** Document section **

%%

Update 0.5.0 introduces Structured Flows, a new feature that allows you to define complex, structured workflows for your agents. Building on the core Agent-to-Agent (A2A) architecture, flows enable deterministic execution paths such as sequential pipelines, parallel execution, or complex graph structures.

Unlike standard Agents that might rely on LLMs to dynamically map out interactions and routing, flows mandate strict execution paths, ensuring consistent and predictable outcomes for multistep tasks.


🧠 The Logic Behind Flows

In standard Protolink (or many other LLM-based frameworks), an Agent receives a task, analyzes it using an LLM, and decides what to do next—whether that's calling a tool, writing some text, or delegating work to another Agent via an agent_call. While powerful and flexible, this "implicit routing" can sometimes be unpredictable, expensive, or hard to debug for rigid enterprise processes.

%%

** Provided information **

%%

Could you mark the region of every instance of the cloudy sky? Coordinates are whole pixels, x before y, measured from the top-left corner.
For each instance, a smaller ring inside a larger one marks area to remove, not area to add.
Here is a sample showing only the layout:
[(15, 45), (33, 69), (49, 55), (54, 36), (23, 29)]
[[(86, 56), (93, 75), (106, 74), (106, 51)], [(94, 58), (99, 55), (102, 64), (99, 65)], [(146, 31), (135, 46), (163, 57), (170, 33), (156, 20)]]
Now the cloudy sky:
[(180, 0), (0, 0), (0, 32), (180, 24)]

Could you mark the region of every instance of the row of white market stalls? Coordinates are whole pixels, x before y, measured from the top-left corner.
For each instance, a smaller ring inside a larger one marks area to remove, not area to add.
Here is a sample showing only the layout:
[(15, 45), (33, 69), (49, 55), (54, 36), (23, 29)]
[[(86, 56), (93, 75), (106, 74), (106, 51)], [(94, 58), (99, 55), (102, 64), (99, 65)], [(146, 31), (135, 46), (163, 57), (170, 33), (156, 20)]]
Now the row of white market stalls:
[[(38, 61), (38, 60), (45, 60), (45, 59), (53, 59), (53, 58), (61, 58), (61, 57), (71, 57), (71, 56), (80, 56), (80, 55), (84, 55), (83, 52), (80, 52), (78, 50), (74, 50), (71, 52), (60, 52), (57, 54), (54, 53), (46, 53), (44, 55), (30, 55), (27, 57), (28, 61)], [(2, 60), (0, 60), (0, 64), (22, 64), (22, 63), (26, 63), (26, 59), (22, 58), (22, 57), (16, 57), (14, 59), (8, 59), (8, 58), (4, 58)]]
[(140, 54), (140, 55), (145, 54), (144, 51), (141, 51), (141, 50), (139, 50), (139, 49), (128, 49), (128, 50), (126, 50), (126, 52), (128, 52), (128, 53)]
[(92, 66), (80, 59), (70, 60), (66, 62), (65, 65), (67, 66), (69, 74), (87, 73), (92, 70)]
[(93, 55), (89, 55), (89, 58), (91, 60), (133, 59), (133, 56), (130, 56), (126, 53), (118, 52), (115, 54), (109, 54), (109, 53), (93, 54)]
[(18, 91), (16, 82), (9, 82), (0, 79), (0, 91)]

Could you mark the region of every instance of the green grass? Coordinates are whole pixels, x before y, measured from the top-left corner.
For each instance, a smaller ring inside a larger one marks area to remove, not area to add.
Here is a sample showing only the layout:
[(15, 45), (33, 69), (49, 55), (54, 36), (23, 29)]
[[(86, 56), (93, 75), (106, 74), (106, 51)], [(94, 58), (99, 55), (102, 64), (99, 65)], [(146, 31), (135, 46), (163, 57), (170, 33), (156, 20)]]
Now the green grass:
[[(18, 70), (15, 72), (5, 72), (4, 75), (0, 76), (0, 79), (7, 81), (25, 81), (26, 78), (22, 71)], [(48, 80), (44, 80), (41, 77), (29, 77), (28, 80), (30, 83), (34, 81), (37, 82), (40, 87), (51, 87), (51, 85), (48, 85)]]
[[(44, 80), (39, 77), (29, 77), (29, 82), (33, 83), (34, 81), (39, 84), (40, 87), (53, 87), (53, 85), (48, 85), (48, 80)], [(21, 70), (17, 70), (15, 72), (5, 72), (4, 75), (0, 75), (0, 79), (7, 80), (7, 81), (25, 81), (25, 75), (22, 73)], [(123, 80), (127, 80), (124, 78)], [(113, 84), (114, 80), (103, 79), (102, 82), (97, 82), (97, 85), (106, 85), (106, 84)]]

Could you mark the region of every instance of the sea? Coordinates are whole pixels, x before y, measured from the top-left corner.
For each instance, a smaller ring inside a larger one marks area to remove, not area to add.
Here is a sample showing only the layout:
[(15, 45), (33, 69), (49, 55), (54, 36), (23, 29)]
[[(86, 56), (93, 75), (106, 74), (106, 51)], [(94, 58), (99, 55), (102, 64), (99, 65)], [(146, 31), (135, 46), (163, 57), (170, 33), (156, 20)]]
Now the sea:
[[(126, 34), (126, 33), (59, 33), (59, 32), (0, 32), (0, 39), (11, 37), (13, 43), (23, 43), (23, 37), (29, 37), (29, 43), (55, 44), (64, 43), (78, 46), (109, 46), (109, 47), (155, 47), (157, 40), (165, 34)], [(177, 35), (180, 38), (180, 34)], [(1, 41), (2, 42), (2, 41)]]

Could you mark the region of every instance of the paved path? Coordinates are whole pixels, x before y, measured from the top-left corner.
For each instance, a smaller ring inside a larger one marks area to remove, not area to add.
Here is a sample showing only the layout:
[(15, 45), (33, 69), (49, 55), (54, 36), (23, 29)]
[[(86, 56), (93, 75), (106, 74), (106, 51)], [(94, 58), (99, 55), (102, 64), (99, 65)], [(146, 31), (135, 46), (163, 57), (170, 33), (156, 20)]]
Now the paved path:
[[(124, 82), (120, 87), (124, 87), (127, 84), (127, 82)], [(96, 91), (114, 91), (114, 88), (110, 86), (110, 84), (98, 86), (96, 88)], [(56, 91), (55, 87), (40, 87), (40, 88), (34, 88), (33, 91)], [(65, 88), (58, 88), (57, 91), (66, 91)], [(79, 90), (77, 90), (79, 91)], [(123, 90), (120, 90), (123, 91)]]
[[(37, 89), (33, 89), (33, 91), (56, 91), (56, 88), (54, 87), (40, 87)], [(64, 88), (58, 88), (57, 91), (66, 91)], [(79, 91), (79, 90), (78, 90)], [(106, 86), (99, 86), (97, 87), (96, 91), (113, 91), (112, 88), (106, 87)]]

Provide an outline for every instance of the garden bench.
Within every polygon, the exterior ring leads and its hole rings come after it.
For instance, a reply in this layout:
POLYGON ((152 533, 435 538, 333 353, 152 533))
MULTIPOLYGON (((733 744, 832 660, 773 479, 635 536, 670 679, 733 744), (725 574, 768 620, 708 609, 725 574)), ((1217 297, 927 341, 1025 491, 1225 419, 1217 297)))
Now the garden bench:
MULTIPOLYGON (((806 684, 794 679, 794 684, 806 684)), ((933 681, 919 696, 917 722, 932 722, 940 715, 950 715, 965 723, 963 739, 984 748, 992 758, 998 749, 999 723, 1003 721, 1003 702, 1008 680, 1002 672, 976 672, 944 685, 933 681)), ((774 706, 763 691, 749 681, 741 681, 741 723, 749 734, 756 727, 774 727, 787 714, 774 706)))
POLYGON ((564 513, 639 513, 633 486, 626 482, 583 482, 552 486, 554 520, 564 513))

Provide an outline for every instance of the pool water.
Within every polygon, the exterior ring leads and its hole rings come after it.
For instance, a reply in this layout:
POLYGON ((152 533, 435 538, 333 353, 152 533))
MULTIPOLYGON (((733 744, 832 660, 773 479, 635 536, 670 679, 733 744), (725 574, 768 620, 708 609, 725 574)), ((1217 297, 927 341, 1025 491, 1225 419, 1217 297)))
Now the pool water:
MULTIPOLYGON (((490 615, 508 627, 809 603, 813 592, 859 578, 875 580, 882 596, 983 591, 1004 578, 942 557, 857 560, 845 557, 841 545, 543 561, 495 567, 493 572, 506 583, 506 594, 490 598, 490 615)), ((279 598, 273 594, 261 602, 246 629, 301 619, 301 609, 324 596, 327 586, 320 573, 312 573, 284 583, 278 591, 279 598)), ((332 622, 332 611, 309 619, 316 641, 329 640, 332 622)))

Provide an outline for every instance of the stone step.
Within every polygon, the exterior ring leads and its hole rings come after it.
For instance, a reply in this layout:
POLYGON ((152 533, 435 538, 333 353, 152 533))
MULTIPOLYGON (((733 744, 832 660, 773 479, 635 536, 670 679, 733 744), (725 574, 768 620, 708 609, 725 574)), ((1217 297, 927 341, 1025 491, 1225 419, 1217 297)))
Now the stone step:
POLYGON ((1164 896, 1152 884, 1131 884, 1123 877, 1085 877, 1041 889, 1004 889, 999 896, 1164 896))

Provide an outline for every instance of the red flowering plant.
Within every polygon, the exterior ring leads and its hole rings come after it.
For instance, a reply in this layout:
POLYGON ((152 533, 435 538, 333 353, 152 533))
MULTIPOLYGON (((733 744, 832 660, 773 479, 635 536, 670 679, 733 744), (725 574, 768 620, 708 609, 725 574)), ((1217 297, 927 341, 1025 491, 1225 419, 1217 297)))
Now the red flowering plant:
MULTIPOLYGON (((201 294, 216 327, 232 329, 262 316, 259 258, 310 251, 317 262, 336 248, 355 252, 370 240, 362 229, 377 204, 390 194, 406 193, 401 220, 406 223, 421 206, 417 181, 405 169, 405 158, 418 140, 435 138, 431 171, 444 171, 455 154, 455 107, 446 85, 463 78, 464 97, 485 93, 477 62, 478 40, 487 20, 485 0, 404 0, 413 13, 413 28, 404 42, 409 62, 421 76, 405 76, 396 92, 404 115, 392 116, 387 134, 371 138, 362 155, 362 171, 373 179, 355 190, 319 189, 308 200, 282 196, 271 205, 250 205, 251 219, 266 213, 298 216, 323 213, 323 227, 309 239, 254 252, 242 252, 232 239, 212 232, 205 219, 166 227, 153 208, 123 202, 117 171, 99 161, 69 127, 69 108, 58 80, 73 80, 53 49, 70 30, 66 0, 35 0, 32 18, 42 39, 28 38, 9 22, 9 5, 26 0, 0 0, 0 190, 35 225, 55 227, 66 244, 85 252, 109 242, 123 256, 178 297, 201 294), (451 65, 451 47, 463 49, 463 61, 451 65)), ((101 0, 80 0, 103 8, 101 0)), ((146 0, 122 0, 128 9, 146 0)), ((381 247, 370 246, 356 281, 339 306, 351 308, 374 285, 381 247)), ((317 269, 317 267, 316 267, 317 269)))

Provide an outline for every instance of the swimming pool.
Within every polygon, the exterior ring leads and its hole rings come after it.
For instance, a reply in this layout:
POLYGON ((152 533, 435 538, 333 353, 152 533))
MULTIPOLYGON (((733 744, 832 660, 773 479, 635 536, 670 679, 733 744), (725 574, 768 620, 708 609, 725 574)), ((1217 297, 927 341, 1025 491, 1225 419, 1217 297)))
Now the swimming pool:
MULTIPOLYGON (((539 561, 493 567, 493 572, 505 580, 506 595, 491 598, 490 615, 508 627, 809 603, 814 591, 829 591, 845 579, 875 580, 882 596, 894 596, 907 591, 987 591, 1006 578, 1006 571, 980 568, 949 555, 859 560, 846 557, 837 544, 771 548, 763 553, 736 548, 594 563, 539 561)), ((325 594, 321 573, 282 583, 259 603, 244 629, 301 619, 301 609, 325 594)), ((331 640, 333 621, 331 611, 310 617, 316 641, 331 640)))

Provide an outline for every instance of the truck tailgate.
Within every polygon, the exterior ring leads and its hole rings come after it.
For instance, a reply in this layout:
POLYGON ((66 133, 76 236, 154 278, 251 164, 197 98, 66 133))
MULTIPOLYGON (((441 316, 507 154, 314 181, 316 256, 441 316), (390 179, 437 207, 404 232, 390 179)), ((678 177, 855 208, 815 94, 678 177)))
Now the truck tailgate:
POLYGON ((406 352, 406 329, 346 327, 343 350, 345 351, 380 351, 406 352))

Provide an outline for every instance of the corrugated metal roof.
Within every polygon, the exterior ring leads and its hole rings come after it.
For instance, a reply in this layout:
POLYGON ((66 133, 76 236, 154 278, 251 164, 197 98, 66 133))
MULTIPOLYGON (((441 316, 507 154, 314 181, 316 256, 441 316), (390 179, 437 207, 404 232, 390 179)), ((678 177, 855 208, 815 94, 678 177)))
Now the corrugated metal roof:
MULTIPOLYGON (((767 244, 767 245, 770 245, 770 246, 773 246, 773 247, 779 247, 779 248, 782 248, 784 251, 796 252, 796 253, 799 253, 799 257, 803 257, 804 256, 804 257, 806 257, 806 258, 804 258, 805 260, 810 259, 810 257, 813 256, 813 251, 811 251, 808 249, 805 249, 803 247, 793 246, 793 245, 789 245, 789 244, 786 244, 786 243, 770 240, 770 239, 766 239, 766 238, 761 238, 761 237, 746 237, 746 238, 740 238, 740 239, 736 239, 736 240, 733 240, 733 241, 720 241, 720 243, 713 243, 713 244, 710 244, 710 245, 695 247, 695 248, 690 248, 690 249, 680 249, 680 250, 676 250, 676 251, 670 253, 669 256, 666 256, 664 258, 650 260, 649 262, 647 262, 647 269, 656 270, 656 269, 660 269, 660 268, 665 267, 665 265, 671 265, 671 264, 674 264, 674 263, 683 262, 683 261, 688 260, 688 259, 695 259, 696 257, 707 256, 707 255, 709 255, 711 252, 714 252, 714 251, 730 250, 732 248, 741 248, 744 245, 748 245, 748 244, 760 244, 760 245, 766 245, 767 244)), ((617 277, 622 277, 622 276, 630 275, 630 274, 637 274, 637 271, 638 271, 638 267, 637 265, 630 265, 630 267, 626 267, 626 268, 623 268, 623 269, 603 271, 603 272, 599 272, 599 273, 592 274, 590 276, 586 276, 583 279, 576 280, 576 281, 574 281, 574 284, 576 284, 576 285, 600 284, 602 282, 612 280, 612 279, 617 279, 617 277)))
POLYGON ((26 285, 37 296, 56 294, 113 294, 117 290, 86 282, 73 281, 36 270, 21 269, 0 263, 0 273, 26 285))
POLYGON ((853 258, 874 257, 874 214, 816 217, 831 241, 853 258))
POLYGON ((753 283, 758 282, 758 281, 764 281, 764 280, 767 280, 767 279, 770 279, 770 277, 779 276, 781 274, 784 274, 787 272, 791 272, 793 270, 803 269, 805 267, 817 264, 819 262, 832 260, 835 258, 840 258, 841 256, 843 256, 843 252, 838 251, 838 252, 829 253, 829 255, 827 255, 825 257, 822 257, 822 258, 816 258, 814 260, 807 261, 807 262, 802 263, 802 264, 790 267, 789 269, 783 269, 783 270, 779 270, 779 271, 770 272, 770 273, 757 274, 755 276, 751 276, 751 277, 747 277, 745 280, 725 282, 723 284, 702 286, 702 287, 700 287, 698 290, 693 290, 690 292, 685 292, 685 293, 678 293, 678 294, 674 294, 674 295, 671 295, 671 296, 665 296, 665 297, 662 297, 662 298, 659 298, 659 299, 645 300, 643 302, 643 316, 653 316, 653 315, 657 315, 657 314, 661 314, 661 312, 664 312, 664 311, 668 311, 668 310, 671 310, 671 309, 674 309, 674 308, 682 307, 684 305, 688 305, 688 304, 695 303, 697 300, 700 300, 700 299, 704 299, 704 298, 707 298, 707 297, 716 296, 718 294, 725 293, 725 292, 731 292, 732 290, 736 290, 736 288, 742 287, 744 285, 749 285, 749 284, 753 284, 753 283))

%%

** Exercise requirements **
• A. According to the Structured Flows update notes, which update introduces Structured Flows?
• B. Repeat everything in the Structured Flows update notes from "Update 0.5.0 introduces" down to "complex graph structures.", word for word.

** Answers for the tasks **
• A. Update 0.5.0

• B.
Update 0.5.0 introduces Structured Flows, a new feature that allows you to define complex, structured workflows for your agents. Building on the core Agent-to-Agent (A2A) architecture, flows enable deterministic execution paths such as sequential pipelines, parallel execution, or complex graph structures.